# Work to be completed
Convert the lines below into a Markdown table with two columns, Row and Line, giving each line a row number and leaving out any blank lines.

Pointing entries for labeled objects
================

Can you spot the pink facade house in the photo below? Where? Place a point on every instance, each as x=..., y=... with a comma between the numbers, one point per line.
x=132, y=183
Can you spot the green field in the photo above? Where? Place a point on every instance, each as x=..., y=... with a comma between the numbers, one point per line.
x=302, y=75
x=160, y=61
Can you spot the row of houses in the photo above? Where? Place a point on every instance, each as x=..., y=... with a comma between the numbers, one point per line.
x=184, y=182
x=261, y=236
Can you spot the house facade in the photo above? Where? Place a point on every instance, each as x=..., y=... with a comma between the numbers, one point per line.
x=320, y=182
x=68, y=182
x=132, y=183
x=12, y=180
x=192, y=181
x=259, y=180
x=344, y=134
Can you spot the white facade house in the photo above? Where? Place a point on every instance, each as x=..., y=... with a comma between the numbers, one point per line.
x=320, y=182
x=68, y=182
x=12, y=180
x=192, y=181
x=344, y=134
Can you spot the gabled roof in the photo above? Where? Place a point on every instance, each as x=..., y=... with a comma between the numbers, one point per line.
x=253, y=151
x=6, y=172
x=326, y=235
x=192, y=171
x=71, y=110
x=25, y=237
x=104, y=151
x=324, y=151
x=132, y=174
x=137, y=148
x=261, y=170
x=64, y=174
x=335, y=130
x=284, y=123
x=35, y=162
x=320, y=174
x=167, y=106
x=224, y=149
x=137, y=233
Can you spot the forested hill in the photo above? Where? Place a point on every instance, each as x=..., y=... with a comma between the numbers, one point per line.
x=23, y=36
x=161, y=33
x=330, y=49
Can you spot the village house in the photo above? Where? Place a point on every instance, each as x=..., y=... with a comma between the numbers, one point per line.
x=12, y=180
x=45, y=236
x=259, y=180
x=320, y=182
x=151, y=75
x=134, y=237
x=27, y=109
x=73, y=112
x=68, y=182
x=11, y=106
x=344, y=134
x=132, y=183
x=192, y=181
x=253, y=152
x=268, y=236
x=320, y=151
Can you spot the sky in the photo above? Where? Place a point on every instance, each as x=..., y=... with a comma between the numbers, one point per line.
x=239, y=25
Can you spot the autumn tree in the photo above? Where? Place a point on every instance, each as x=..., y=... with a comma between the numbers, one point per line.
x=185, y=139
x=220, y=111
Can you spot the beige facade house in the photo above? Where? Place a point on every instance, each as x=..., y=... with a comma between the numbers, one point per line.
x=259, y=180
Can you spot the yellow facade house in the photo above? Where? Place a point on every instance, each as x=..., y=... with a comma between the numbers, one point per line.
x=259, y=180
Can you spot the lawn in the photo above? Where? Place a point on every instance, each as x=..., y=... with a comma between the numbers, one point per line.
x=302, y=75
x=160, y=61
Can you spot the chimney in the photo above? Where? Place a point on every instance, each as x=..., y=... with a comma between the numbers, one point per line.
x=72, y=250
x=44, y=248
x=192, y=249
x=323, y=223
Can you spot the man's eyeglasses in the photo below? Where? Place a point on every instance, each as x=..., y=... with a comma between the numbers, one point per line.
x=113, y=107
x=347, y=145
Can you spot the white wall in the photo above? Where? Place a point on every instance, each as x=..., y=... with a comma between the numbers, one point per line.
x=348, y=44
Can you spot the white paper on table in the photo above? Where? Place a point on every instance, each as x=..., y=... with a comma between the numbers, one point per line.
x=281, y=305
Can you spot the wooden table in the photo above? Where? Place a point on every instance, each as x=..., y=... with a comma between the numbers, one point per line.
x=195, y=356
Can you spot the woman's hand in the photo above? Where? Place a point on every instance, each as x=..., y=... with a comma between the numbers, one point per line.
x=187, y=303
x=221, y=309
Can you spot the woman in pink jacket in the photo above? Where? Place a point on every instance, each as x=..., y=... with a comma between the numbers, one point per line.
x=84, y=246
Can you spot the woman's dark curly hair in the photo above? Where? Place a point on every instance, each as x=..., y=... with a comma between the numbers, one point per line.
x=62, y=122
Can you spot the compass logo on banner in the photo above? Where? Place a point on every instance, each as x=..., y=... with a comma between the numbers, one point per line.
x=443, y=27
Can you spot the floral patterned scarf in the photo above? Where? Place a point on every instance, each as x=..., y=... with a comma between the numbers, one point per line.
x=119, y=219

================

# Output below
| Row | Line |
|---|---|
| 1 | Can you spot the pink facade house in the photo below? Where? Place a point on every instance, each as x=..., y=... with a comma between the numbers, one point per line. |
| 2 | x=132, y=183 |
| 3 | Can you spot the green field in the photo above? Where? Place a point on every instance, each as x=..., y=... with a comma between the numbers, one point per line. |
| 4 | x=302, y=75 |
| 5 | x=160, y=61 |
| 6 | Can you spot the row of houses in the photo above? Where? Place a point on every instance, each as x=..., y=... with a comma between the numbers, one point per line. |
| 7 | x=184, y=182 |
| 8 | x=261, y=236 |
| 9 | Can you spot the house facade in the photo above? Where? Place a point on every instance, each as x=..., y=... with a comma between the numbers, one point per line. |
| 10 | x=320, y=182 |
| 11 | x=68, y=182 |
| 12 | x=132, y=183 |
| 13 | x=12, y=180 |
| 14 | x=192, y=181 |
| 15 | x=259, y=180 |
| 16 | x=344, y=134 |
| 17 | Can you spot the white facade house in the photo above? Where? Place a point on every instance, each as x=..., y=... with a comma between the numbers, one point per line. |
| 18 | x=320, y=182 |
| 19 | x=68, y=182 |
| 20 | x=12, y=180 |
| 21 | x=192, y=181 |
| 22 | x=344, y=134 |
| 23 | Can you spot the gabled roof in the photo above? Where? Place a point on every instance, each as x=..., y=... with a comma between the numbers, one point per line. |
| 24 | x=253, y=151 |
| 25 | x=6, y=172 |
| 26 | x=326, y=235 |
| 27 | x=192, y=171 |
| 28 | x=71, y=110 |
| 29 | x=25, y=237 |
| 30 | x=104, y=151 |
| 31 | x=324, y=151 |
| 32 | x=132, y=174 |
| 33 | x=137, y=148 |
| 34 | x=261, y=170 |
| 35 | x=64, y=174 |
| 36 | x=335, y=130 |
| 37 | x=284, y=123 |
| 38 | x=35, y=162 |
| 39 | x=320, y=174 |
| 40 | x=167, y=106 |
| 41 | x=224, y=149 |
| 42 | x=137, y=233 |
| 43 | Can you spot the forested hill in the photo above? Where? Place a point on every instance, each as x=..., y=... with a comma between the numbers, one point per line. |
| 44 | x=23, y=36 |
| 45 | x=161, y=33 |
| 46 | x=330, y=49 |
| 47 | Can you spot the village house in the photo above? Where? Place a point on every instance, each as x=..., y=... with a comma between the numbers, one point per line. |
| 48 | x=12, y=180 |
| 49 | x=45, y=236 |
| 50 | x=259, y=180 |
| 51 | x=320, y=182 |
| 52 | x=151, y=75 |
| 53 | x=134, y=237 |
| 54 | x=27, y=109 |
| 55 | x=73, y=112 |
| 56 | x=68, y=182 |
| 57 | x=11, y=106 |
| 58 | x=344, y=134 |
| 59 | x=132, y=183 |
| 60 | x=192, y=181 |
| 61 | x=253, y=152 |
| 62 | x=268, y=236 |
| 63 | x=320, y=151 |
| 64 | Can you spot the sky in the photo above? Where? Place a point on every instance, each as x=..., y=... with a comma between the numbers, one point per line. |
| 65 | x=239, y=25 |
| 66 | Can you spot the autumn tree in the photo above? Where? Place a point on every instance, each as x=..., y=... with a comma between the numbers, one point per line. |
| 67 | x=185, y=139 |
| 68 | x=220, y=111 |
| 69 | Can you spot the beige facade house in the photo above? Where? Place a point on every instance, each as x=..., y=... with a comma between the numbers, one point per line. |
| 70 | x=259, y=180 |
| 71 | Can you spot the yellow facade house in the photo above? Where? Place a point on every instance, each as x=..., y=... with a comma between the numbers, one point per line. |
| 72 | x=259, y=180 |
| 73 | Can you spot the lawn in the photo above? Where? Place a point on every instance, each as x=..., y=... with a comma between the numbers, one point per line. |
| 74 | x=302, y=75 |
| 75 | x=160, y=61 |
| 76 | Can you spot the chimney in the photo above? Where? Place a point on every instance, each as x=..., y=... with a comma between the numbers, one point per line. |
| 77 | x=72, y=250 |
| 78 | x=44, y=248 |
| 79 | x=192, y=249 |
| 80 | x=323, y=223 |
| 81 | Can you spot the man's eyeglasses in the photo below? Where? Place a point on every instance, each as x=..., y=... with a comma between the numbers, one point per line. |
| 82 | x=113, y=107 |
| 83 | x=347, y=145 |
| 84 | Can you spot the white wall in the photo above? Where? Place a point on every instance, each as x=..., y=... with a comma between the numbers, one point per line. |
| 85 | x=348, y=44 |
| 86 | Can you spot the white paper on table in the photo above? Where? Place a point on every instance, each as x=..., y=... with a comma between the numbers, one point per line. |
| 87 | x=281, y=305 |
| 88 | Can you spot the wooden table in the photo above? Where? Place a point on every instance, each as x=..., y=... with a comma between the numbers, one point per line. |
| 89 | x=195, y=356 |
| 90 | Can you spot the woman's hand in the photo above? Where? Place a point on every instance, each as x=..., y=... with a comma between the numbers, one point per line. |
| 91 | x=187, y=303 |
| 92 | x=221, y=309 |
| 93 | Can you spot the woman in pink jacket in the photo above? Where? Place a point on every instance, each as x=..., y=... with a comma between the numbers, one point per line. |
| 94 | x=84, y=246 |
| 95 | Can you spot the woman's dark curly hair in the photo above? Where? Place a point on every instance, each as x=..., y=... with a comma between the numbers, one point per line. |
| 96 | x=62, y=122 |
| 97 | Can you spot the compass logo on banner in the photo above? Where? Place a point on every instance, each as x=..., y=... with a comma between the numbers, one point per line. |
| 98 | x=443, y=27 |
| 99 | Can you spot the floral patterned scarf in the photo above? Where? Place a point on every instance, each as x=..., y=... with a comma between the numbers, one point per line. |
| 100 | x=119, y=219 |